___ RECORDED DATA ___
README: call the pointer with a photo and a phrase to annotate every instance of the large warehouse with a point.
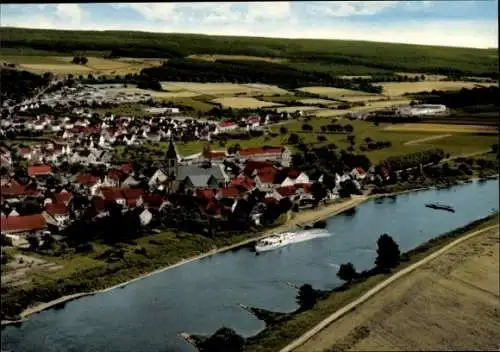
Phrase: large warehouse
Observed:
(421, 110)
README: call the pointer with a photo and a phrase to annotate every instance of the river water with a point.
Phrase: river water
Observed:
(201, 296)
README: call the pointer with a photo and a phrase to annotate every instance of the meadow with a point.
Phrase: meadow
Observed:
(223, 89)
(243, 103)
(456, 144)
(400, 88)
(342, 94)
(61, 65)
(314, 101)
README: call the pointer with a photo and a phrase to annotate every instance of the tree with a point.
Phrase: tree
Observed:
___
From the listing above, return every line that contains the word "tree".

README: call the pointer with a photo and a phrase to annotate every instance of the tree with a point.
Phrase: tree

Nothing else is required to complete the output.